--- Given text Enclosed Below ---

OpenAI is in discussions to give the Trump administration a roughly 5 percent stake in the company, according to reporting from the Financial Times that was picked up by CNN Business, KTEN and other outlets. Techzine Global framed the move as OpenAI "offering" the U.S. government a 5 percent stake.

The size of that potential government holding has been an active point of negotiation. According to The Information, OpenAI has specifically discussed how large a stake the U.S. government could take.

Why would a company invite the government to become a part-owner? CNBC explored the reasons OpenAI could want the U.S. government to hold a stake in AI firms. Financial Express describes the idea as a proposal tied to CEO Sam Altman, and examines why it is linked to Trump and how it could reshape the AI landscape.

The story also fits a wider pattern. According to MSN's reporting, governments are exploring ownership stakes in leading AI companies, including OpenAI and India's Sarvam AI, in a shift that treats artificial intelligence as a strategic national asset rather than something to be handled through traditional regulation alone. Commentary from Alex Kantrowitz's Big Technology newsletter likewise flagged the prospect of a U.S. equity stake in OpenAI as a notable development.

At this stage the sources describe talks and proposals, not a finalized deal, and the exact terms remain under discussion.

Why it matters: if a government takes a direct equity stake in a company building frontier AI, it blurs the line between regulator and owner and signals that nations increasingly see leading AI firms as strategic assets to hold, not just industries to oversee.

--- End of Enclosed Given text ---
--- Dataset records Enclosed Below ---

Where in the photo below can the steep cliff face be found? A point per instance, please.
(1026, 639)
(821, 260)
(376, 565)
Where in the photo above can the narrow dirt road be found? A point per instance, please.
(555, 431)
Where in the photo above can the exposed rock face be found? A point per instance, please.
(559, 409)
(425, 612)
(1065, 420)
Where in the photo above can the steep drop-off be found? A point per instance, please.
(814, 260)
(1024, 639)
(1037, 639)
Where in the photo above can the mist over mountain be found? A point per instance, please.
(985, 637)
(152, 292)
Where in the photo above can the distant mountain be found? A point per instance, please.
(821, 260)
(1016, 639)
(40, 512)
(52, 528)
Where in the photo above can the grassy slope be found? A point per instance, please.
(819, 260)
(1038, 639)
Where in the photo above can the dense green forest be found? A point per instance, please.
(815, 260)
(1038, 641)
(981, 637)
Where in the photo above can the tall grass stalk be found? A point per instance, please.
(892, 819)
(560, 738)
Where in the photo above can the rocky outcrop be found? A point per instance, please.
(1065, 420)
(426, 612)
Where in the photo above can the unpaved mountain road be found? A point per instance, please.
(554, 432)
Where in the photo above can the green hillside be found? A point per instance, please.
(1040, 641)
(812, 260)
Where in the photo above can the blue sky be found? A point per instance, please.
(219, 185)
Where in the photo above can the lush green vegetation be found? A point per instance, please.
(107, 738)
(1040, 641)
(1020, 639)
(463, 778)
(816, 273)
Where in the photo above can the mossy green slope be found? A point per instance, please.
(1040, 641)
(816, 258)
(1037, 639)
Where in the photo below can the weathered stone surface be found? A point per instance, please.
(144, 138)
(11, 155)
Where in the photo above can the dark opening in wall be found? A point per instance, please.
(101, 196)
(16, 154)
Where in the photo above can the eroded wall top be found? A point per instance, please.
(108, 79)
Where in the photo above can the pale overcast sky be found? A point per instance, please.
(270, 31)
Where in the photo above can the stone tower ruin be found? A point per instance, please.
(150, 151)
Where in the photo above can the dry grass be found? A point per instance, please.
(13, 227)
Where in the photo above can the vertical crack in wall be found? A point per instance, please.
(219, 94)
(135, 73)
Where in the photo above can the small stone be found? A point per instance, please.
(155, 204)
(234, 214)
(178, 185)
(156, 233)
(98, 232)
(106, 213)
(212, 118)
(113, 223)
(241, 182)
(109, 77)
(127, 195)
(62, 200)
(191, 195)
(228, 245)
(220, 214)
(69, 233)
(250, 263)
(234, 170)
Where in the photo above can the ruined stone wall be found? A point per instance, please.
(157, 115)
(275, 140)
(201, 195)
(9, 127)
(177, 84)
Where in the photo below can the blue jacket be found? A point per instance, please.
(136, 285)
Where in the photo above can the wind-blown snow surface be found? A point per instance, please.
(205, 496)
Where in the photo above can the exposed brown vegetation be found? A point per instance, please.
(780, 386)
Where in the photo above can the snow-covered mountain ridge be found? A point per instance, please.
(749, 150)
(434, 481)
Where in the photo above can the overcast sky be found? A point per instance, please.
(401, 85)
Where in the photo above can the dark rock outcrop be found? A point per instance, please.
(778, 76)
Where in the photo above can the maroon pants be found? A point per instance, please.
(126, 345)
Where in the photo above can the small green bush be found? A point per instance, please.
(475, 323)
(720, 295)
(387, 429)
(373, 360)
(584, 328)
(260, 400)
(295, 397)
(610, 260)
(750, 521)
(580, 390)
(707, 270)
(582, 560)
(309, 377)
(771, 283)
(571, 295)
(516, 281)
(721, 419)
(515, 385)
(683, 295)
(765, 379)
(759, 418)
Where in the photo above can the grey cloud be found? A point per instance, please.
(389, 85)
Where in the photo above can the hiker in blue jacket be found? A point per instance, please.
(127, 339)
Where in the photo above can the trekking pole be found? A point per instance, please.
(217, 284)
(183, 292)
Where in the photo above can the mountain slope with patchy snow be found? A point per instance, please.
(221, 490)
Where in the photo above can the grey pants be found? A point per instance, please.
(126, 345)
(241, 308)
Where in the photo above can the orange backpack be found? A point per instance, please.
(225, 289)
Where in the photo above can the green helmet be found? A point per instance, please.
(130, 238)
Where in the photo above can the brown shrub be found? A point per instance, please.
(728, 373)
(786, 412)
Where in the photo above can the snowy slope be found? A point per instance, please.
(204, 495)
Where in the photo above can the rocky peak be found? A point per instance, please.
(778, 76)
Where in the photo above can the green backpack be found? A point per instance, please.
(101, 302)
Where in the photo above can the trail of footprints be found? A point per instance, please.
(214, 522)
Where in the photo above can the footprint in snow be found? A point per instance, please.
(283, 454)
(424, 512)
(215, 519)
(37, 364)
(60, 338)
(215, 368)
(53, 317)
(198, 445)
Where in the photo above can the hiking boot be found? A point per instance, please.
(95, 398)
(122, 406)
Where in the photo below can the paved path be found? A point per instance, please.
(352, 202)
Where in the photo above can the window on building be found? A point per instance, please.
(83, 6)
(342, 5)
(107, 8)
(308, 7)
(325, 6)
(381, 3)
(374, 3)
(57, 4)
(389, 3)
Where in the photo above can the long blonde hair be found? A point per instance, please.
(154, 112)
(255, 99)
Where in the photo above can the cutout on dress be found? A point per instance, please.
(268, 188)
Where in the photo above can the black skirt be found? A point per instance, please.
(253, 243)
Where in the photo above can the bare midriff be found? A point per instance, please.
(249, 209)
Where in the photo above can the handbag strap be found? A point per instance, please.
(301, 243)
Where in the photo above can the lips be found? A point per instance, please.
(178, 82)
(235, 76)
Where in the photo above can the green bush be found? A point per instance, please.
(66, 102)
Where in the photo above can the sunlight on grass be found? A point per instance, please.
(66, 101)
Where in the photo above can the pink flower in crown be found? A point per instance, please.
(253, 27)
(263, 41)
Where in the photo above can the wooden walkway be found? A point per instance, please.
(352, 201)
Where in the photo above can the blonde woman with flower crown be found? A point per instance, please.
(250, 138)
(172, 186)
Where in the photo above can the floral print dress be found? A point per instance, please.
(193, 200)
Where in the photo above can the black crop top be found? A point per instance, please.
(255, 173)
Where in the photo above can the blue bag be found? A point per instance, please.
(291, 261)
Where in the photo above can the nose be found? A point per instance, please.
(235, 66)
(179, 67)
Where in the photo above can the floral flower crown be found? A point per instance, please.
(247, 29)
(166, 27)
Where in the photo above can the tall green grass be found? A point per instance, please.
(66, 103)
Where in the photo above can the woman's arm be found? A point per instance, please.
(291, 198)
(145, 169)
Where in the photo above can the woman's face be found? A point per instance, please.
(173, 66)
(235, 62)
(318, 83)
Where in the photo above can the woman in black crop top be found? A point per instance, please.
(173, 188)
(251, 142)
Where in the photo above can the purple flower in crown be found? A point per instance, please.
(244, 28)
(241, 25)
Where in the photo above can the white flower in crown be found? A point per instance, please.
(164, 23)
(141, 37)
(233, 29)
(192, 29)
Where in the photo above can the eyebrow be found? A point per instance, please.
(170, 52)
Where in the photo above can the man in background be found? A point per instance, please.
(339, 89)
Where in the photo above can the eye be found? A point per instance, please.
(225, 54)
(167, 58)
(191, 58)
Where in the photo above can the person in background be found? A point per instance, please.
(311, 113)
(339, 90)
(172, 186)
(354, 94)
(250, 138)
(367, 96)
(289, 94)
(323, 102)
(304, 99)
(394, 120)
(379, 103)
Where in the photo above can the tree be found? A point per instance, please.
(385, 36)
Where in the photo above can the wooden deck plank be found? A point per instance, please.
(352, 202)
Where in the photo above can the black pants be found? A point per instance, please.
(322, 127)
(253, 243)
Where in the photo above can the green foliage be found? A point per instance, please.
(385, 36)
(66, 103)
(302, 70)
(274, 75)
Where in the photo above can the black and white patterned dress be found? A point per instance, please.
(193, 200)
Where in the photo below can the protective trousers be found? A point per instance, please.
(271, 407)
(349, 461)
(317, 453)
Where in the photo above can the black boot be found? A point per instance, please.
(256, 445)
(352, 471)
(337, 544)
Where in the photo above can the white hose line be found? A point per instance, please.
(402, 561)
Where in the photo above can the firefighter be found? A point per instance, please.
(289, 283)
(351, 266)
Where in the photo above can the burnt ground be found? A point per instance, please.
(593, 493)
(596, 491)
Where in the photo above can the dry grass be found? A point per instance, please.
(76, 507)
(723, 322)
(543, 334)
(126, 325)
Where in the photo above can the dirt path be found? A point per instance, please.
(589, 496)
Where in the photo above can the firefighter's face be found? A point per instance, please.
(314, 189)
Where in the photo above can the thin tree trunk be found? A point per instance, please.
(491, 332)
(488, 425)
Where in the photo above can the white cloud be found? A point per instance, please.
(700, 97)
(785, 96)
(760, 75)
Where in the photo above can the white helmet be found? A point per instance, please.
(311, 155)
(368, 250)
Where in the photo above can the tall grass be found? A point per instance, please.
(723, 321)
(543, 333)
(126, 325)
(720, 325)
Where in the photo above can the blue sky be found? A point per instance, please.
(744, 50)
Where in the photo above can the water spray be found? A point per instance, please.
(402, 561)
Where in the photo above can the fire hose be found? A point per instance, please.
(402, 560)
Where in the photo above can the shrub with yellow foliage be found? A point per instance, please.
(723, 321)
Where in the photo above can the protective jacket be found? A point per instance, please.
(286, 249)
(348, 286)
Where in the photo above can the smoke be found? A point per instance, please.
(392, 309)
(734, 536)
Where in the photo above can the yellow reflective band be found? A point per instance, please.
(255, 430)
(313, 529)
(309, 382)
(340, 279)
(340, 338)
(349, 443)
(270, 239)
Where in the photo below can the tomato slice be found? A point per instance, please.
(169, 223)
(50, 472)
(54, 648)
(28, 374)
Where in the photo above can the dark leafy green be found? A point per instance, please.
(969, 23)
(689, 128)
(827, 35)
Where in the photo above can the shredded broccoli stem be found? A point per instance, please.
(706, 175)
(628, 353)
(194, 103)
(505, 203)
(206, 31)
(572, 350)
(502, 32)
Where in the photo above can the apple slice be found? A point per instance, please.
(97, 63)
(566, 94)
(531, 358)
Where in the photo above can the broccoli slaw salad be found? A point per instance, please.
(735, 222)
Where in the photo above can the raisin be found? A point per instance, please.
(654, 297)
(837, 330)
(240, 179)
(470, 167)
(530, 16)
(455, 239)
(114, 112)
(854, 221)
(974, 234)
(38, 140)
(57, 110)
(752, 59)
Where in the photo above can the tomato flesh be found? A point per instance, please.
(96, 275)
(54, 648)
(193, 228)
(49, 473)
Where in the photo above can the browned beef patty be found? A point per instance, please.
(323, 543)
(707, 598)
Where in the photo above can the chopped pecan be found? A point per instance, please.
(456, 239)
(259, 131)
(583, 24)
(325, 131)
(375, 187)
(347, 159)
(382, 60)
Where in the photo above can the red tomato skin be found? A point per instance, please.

--- End of Enclosed Dataset records ---

_Instructions for the task:_
Answer these questions about the text on OpenAI and a possible U.S. government stake:
1. What approximate stake size does the Financial Times report say is under discussion?
2. Besides OpenAI, which company does MSN's reporting name as one where governments are exploring ownership stakes?
3. According to the sources, has a deal been finalized?

_Expected answer:_
1. Roughly 5 percent.
2. India's Sarvam AI.
3. No. The sources describe talks and proposals, not a finalized deal, and the exact terms remain under discussion.